Copy the line containing "outlet in the photo above.", then all lines after it up to and including the final line of the material, exactly and without additions.

# Start of Data for this exercise

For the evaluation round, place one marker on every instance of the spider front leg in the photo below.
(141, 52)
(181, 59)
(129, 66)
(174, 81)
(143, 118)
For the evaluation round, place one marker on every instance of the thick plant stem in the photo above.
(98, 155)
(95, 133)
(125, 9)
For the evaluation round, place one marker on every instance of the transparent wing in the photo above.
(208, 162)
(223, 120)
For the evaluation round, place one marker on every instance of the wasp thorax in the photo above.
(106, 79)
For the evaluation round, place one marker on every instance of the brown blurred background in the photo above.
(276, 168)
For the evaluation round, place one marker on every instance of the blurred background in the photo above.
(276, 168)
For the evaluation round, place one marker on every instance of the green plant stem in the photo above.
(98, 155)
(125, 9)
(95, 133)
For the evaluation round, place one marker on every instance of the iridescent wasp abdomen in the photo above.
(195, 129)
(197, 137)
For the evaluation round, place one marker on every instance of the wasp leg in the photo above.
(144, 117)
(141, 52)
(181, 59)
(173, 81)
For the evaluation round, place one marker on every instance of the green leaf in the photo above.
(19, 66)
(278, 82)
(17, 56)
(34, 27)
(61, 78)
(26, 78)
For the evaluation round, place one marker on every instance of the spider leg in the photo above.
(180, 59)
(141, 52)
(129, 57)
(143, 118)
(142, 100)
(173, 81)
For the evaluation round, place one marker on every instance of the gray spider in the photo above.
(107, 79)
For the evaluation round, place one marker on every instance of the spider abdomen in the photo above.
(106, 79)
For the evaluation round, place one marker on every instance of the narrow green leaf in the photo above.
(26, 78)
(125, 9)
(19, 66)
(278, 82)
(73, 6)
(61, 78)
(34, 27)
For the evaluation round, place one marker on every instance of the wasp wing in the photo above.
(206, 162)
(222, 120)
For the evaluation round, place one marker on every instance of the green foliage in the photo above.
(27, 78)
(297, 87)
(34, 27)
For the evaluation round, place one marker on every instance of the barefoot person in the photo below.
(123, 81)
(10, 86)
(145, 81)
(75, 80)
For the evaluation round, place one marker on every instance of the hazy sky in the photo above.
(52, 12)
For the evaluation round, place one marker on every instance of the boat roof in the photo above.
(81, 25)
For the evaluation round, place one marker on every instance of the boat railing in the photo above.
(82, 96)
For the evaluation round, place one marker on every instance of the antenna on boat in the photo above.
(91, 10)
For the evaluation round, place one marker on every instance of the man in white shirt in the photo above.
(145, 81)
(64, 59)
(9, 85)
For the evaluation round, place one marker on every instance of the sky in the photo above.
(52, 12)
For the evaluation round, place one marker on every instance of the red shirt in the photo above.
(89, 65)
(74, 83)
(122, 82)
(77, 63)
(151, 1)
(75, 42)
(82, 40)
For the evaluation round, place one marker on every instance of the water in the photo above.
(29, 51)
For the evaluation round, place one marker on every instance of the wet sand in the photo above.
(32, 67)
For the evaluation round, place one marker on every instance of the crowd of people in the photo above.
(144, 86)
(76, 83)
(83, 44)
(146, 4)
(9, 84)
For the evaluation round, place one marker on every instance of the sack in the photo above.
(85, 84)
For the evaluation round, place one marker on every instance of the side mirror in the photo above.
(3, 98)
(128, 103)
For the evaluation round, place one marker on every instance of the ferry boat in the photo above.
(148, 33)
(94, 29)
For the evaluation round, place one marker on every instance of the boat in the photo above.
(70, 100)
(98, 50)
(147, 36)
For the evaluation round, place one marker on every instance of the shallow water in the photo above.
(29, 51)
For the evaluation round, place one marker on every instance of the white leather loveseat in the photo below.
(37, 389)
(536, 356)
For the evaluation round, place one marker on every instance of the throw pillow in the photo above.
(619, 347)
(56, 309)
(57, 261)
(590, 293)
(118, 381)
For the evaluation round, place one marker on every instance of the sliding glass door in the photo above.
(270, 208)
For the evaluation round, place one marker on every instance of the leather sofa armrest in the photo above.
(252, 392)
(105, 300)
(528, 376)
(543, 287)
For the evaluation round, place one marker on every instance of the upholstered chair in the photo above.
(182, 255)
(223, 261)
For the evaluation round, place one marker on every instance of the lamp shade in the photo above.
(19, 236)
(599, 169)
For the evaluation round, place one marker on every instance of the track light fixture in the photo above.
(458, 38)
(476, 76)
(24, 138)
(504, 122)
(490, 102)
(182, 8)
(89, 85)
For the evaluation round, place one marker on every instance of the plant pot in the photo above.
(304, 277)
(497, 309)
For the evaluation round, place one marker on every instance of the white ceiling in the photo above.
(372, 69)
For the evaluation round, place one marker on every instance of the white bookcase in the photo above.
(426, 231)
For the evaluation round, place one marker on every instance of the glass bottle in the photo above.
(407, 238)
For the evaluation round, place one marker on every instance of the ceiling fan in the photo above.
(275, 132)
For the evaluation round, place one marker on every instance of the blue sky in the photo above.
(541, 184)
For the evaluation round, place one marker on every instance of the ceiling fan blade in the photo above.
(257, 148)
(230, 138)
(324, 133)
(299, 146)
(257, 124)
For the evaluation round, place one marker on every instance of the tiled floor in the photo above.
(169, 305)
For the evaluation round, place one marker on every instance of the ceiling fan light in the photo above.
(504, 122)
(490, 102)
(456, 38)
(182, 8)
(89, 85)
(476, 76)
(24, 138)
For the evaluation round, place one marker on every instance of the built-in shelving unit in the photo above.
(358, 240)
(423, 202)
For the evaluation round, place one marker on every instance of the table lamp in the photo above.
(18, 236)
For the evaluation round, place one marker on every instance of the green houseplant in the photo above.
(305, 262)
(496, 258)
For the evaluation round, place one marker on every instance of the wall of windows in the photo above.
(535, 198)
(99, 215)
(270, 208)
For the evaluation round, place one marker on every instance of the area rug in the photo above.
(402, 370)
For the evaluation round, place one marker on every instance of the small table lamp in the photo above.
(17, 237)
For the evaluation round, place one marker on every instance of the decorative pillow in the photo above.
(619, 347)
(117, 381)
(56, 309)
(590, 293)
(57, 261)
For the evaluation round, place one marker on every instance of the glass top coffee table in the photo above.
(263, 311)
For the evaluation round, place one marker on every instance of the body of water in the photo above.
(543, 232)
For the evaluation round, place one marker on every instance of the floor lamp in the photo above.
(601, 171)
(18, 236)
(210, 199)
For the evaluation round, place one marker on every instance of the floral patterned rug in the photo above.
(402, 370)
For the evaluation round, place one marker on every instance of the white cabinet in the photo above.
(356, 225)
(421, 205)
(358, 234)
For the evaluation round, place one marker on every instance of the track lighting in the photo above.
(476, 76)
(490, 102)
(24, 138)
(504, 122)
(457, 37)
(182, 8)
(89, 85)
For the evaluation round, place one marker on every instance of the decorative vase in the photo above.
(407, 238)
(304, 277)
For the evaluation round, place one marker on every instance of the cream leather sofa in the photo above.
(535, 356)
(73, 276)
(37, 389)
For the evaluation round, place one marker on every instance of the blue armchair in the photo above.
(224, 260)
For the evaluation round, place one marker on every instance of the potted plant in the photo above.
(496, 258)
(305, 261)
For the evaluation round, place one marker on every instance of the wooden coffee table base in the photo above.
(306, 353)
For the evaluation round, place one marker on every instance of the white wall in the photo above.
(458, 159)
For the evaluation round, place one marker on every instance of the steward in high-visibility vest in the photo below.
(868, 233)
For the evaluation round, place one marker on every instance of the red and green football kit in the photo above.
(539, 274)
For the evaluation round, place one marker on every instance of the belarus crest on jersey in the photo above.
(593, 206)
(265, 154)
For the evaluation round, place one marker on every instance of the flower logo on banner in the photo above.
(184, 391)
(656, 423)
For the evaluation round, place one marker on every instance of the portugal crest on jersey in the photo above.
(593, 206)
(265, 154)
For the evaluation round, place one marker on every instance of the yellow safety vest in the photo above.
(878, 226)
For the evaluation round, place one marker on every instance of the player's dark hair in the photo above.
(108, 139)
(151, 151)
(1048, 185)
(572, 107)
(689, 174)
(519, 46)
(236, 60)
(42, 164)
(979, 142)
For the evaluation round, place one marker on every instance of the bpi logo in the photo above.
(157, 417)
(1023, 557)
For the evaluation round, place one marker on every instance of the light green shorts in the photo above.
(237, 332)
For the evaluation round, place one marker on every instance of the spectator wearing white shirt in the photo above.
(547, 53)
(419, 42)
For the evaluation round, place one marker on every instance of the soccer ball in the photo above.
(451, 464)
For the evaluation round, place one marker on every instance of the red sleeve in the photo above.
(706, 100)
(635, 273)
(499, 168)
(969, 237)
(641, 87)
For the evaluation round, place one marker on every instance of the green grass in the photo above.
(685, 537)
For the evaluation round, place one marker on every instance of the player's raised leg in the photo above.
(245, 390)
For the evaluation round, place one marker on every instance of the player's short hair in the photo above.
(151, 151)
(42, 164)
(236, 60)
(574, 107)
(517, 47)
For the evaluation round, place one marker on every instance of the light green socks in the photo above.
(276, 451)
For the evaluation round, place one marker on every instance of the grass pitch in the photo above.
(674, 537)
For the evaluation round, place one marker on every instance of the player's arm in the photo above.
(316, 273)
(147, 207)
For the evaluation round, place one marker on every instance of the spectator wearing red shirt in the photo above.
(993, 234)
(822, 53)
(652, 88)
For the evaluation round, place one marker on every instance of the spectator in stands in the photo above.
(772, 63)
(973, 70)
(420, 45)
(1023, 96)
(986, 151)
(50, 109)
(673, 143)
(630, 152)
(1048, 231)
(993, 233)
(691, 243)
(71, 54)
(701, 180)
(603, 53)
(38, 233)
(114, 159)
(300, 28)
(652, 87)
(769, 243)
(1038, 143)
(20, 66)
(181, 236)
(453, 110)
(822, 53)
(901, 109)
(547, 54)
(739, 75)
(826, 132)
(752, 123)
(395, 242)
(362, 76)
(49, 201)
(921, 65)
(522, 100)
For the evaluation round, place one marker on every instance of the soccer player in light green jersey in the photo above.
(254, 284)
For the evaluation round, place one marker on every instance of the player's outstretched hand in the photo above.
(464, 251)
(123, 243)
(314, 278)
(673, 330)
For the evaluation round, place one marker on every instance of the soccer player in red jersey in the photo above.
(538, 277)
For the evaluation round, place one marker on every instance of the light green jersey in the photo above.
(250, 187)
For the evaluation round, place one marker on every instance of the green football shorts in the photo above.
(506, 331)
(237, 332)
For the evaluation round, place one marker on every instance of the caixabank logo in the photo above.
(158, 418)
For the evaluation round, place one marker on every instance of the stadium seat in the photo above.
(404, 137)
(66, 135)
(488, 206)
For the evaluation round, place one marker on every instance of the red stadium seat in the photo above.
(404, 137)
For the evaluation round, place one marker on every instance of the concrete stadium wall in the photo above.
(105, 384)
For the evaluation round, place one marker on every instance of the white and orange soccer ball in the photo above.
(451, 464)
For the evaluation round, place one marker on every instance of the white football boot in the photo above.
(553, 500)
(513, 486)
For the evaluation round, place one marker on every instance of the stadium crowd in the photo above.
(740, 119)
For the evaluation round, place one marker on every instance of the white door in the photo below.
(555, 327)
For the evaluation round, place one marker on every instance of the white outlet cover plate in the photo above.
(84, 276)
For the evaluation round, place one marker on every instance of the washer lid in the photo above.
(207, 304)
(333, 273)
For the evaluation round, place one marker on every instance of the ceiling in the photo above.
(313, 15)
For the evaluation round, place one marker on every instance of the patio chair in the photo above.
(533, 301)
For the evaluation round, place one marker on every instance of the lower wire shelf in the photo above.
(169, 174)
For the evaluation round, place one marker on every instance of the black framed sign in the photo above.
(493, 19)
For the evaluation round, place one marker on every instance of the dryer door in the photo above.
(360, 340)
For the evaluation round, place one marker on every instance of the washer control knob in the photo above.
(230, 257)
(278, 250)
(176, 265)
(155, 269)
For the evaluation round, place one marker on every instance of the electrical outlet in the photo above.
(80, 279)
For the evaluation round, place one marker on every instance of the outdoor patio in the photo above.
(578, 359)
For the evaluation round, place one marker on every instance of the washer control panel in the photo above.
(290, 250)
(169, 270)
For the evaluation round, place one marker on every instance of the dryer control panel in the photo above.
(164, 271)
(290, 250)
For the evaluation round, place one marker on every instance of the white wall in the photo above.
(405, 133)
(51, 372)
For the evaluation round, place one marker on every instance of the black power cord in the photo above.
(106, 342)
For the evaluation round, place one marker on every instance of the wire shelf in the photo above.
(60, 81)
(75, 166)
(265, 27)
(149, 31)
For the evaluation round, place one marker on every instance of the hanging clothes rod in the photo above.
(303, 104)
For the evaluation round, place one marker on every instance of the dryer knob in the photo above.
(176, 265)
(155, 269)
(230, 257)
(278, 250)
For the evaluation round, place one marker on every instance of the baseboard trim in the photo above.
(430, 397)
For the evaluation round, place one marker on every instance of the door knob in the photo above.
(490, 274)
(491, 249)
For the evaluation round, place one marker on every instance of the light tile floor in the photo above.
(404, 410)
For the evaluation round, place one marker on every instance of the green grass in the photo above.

# End of Data for this exercise

### [Task answer]
For the evaluation round, place one marker on every instance of the electrical outlet in the photo above.
(80, 279)
For the evaluation round, place one marker on every instance of the outdoor patio in the photo above.
(578, 359)
For the evaluation round, place one marker on every instance of the washer control panel in the photo above.
(290, 250)
(169, 270)
For the evaluation round, place one marker on every instance of the dryer control panel in the photo above.
(164, 271)
(290, 250)
For the evaluation round, place one marker on every instance of the white wall in the photo above.
(405, 133)
(51, 372)
For the evaluation round, place one marker on every instance of the black power cord in the photo above.
(106, 342)
For the evaluation round, place one marker on every instance of the wire shelf in the photo above.
(60, 81)
(75, 166)
(265, 27)
(149, 31)
For the evaluation round, place one marker on every instance of the hanging clothes rod in the photo above.
(303, 104)
For the evaluation round, place one marker on every instance of the dryer knob in the photo above.
(176, 265)
(155, 269)
(230, 257)
(278, 250)
For the evaluation round, place one marker on every instance of the baseboard trim in the photo above.
(430, 397)
For the evaluation round, place one marker on every instance of the door knob in the photo above.
(490, 274)
(491, 249)
For the evaluation round, place one marker on every instance of the light tile floor in the photo above.
(404, 410)
For the evaluation round, place one marker on every instance of the green grass in the photo above.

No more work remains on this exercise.